Collected data entries
********

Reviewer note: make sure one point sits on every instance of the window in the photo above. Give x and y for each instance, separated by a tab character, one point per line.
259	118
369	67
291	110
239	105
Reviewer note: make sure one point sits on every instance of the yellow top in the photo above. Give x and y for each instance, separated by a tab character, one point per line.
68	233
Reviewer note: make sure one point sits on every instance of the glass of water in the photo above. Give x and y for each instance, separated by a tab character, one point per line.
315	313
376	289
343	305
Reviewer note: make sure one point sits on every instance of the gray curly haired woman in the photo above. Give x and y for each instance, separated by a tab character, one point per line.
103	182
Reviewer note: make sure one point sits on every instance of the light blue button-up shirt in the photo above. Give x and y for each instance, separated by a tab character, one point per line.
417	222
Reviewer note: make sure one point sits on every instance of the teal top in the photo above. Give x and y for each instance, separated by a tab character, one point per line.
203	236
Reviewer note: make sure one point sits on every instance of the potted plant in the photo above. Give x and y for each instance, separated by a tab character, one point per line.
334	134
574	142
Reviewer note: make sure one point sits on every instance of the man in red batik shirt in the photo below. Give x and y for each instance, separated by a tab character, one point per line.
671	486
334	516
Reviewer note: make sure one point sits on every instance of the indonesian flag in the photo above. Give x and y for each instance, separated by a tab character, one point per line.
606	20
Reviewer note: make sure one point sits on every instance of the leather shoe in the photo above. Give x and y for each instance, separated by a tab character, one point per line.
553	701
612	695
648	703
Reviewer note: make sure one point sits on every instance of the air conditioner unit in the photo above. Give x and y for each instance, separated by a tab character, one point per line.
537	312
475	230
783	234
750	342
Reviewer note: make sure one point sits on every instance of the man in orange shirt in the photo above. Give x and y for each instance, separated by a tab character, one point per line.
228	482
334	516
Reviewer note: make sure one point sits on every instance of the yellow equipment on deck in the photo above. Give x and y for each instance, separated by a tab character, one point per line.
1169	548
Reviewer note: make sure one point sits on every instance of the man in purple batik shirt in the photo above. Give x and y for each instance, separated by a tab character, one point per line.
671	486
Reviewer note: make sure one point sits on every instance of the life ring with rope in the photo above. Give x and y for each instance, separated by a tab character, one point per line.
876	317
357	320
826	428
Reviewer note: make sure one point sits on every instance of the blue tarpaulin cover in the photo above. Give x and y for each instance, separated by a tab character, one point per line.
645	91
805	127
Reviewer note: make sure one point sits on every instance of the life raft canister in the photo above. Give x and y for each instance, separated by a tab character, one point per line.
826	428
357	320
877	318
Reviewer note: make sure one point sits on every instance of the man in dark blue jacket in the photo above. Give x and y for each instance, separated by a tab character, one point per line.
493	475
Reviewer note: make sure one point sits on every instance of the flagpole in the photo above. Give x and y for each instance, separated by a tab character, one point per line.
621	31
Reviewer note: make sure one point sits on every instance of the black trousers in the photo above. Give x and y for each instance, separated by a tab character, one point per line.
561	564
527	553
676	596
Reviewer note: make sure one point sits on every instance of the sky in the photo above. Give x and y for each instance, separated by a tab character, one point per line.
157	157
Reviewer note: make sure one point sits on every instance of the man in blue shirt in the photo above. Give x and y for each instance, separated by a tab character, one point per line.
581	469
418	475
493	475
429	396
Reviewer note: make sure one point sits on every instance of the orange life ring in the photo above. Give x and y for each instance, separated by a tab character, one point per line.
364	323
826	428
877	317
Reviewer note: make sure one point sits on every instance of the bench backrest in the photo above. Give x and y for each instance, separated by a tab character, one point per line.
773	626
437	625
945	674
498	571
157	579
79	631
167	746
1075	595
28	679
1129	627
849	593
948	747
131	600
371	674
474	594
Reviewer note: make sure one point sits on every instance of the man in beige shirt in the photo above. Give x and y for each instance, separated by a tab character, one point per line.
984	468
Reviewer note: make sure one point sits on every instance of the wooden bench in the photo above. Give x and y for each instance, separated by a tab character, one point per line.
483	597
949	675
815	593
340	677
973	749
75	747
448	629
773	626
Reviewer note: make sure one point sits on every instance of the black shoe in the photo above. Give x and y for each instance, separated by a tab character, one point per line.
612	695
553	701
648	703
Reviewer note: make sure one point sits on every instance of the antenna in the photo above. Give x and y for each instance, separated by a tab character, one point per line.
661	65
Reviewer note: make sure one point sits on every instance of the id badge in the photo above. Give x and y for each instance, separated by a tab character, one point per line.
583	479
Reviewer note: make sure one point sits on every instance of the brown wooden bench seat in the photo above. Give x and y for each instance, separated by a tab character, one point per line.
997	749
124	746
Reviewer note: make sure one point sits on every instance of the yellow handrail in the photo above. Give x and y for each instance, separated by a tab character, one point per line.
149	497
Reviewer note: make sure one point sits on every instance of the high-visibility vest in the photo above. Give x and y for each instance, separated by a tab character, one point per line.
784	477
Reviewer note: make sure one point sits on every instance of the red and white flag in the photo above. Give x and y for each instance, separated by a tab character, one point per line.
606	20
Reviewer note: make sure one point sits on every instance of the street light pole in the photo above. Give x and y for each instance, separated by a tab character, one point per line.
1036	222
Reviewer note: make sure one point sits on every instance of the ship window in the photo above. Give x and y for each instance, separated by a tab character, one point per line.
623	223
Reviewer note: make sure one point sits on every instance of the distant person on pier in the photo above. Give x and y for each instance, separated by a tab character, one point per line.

********

▶ **What to work on**
Reproduce every entry above. Make each line identical to the original.

▶ **Task solution**
Reviewer note: make sure one point sits on every instance of the window in the photo above. Give x and y for each instance, separated by a tab character, one point per line.
259	118
369	67
291	110
239	105
Reviewer note: make sure one point sits on every instance of the yellow top in the photo above. Give x and y for each instance, separated by a tab character, one point per line.
68	233
Reviewer note: make sure one point sits on every instance of the glass of water in the photo above. Give x and y for each instance, separated by a tab character, one point per line.
315	313
376	289
343	305
Reviewer note: make sure one point sits on every instance of the gray curly haired woman in the photo above. Give x and y for each instance, separated by a tab character, one point per line.
103	182
Reviewer note: make sure one point sits on every instance of the light blue button-up shirt in the photo above. Give x and y for each instance, separated by a tab character, one point per line.
417	222
Reviewer note: make sure one point sits on every instance of the teal top in the photo above. Give x and y for each instance, separated by a tab character, one point per line.
203	236
Reviewer note: make sure one point sits on every instance of the potted plant in the photo above. Give x and y for each instance, separated by a tab character, one point per line.
334	134
574	142
Reviewer note: make sure one point sits on every instance of the man in red batik shirt in the photo below. Give x and y for each instance, separated by a tab character, one point per line.
671	486
334	516
Reviewer note: make sure one point sits on every instance of the indonesian flag in the photo above. Give x and y for each instance, separated by a tab character, one point per line.
606	20
Reviewer note: make sure one point sits on every instance of the leather shoe in the photo above. Give x and y for each instance, separated by a tab character, one point per line.
553	701
612	695
648	703
Reviewer note: make sure one point sits on every instance of the air conditioner unit in the photo above. Give x and y for each instance, separated by a tab character, one point per line.
537	312
475	230
783	234
750	342
Reviewer note: make sure one point sits on every instance of the man in orange shirt in the photo above. Give x and y for each instance, separated by a tab character, one point per line.
228	482
334	516
Reviewer note: make sure one point sits on every instance of the yellow equipment on deck in the photo above. Give x and y for each instance, separated by a tab character, one point per line.
1169	548
Reviewer note: make sure one point sits on every instance of the man in purple batik shirt in the photo above. Give x and y for each instance, separated by a tab character, one point per line.
671	486
Reviewer note: make sure one point sits on every instance of the life ring with rope in the photo above. Give x and y for each instance, separated by a tab character, one point per line.
876	317
357	320
826	428
Reviewer note: make sure one point sits on every instance of the blue tarpaulin cover in the photo above. Give x and y for each instance, separated by a tab character, one point per line.
645	91
805	127
Reviewer note: make sure one point sits on every instance of the life raft canister in the photo above. Give x and y for each instance, separated by a tab character, one point per line.
826	428
357	320
877	318
Reviewer note: make sure one point sits on every instance of the man in dark blue jacket in the photo above. Give x and y for each instance, separated by a tab character, one point per line.
493	475
Reviewer note: make sure one point sits on every instance of the flagpole in the photo above. Give x and y for each instance, separated by a tab character, one point per line.
621	31
Reviewer note: make sure one point sits on every instance of the black trousers in the photo above. Give x and y for each instance, separated by a tab character, one point per line.
561	564
527	553
676	596
Reviewer note: make sure one point sits on every instance of the sky in the photo above. Give x and y for each instance, separated by a tab character, one point per line.
157	157
Reviewer note: make sure one point sits on every instance of the man in blue shirt in the photo above. Give x and y for each instance, separated by a tab character, one point per line.
581	469
418	475
493	475
429	396
Reviewer note: make sure one point sits on every instance of the orange life ring in the photo above. Give x and y for each instance, separated by a tab character, one point per line.
364	323
826	428
877	317
Reviewer note: make sure one point sits on every instance of the bench backrest in the photo above. Give x and y for each instance, separated by a tab character, one point per line.
773	626
437	625
945	674
498	571
157	579
79	631
167	746
1075	595
28	679
1129	627
849	593
948	747
131	600
371	674
474	594
Reviewer note: make sure one point sits on every instance of the man in beige shirt in the photo above. Give x and y for each instance, separated by a tab character, one point per line.
984	468
Reviewer note: make sure one point sits on every instance of the wooden bench in the photo above. Give x and y for each instance, separated by a tab character, one point per line.
483	597
949	675
815	593
340	677
973	749
75	747
448	629
773	626
Reviewer note: make sure one point sits on every instance of the black shoe in the photo above. Give x and y for each instance, separated by a tab character, one point per line.
612	695
553	701
648	703
Reviewer note: make sure one point sits on every instance of the antenna in the photo above. Give x and y for each instance, separated by a tab character, one point per line.
661	65
Reviewer note: make sure one point sits on every instance of the id badge in the photo above. Give x and y for each instance, separated by a tab character, one point per line.
583	479
Reviewer note: make sure one point sits on every instance of the brown wooden bench seat in the photo above. Give x and y for each instance, separated by a tab character, one point per line.
997	749
124	746
Reviewer note: make sure one point sits on every instance of the yellow handrail in the photo above. Give x and y for each instance, separated by a tab character, one point per line.
149	497
Reviewer note: make sure one point sits on every instance of the high-visibility vest in the photo above. Give x and y for each instance, separated by a tab character, one point per line.
784	477
Reviewer note: make sure one point sits on every instance of the red and white flag in the photo above. Give x and y for each instance, separated by a tab character, one point per line.
606	20
Reviewer note: make sure one point sits on every instance of the street light pole in the photo above. Give x and y for each instance, separated by a tab character, one point per line.
1036	222
Reviewer note: make sure one point sits on every instance of the ship window in the photo above. Give x and y for each instance, separated by a tab character, one point per line.
623	223
Reviewer note: make sure one point sits on every instance of the distant person on pier in the photo above. Give x and y for each instance, separated by a tab character, one point per line.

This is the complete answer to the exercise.